_Brief_
Could you copy everything from the line containing "If you could pin the man in green" down to the end of the items, requests included, while scaling each coordinate in the answers by 2.3 and rounding to whole numbers, with halves rounded up?

--

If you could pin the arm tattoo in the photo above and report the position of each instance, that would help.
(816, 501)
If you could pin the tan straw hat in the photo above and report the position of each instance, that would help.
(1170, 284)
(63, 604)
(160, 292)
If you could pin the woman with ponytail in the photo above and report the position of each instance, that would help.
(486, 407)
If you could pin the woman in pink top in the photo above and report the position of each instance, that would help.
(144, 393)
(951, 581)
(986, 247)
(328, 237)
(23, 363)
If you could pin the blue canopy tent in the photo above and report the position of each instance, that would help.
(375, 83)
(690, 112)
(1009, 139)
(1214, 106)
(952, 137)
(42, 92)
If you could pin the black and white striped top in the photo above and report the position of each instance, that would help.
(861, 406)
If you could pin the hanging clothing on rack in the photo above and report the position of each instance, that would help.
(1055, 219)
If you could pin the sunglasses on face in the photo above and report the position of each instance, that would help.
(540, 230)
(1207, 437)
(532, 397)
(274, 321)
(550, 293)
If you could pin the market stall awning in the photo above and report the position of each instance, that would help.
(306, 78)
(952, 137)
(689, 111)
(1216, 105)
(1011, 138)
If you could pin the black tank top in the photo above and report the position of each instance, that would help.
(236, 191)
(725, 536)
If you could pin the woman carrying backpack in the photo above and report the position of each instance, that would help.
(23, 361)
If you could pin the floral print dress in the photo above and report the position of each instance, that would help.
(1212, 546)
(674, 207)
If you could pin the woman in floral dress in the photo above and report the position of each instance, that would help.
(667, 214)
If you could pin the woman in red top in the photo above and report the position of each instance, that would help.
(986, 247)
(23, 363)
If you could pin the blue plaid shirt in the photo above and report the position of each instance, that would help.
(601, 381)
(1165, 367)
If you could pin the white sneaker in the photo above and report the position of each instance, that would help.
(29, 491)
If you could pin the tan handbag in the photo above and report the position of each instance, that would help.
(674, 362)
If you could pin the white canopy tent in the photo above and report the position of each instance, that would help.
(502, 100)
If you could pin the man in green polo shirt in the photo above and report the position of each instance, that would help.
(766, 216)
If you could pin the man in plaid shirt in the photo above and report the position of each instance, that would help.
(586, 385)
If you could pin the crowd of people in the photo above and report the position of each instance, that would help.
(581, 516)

--

_Worked solution_
If you could pin the man in green polo shirt in the photo above and report the position of each instance, that would help.
(1762, 497)
If you could pin the man in plaid shirt in the photo above and report the position of each instance, that would help.
(1348, 886)
If you could pin the crowd of people in the photo above and report the position of each instance, that would help.
(1336, 1187)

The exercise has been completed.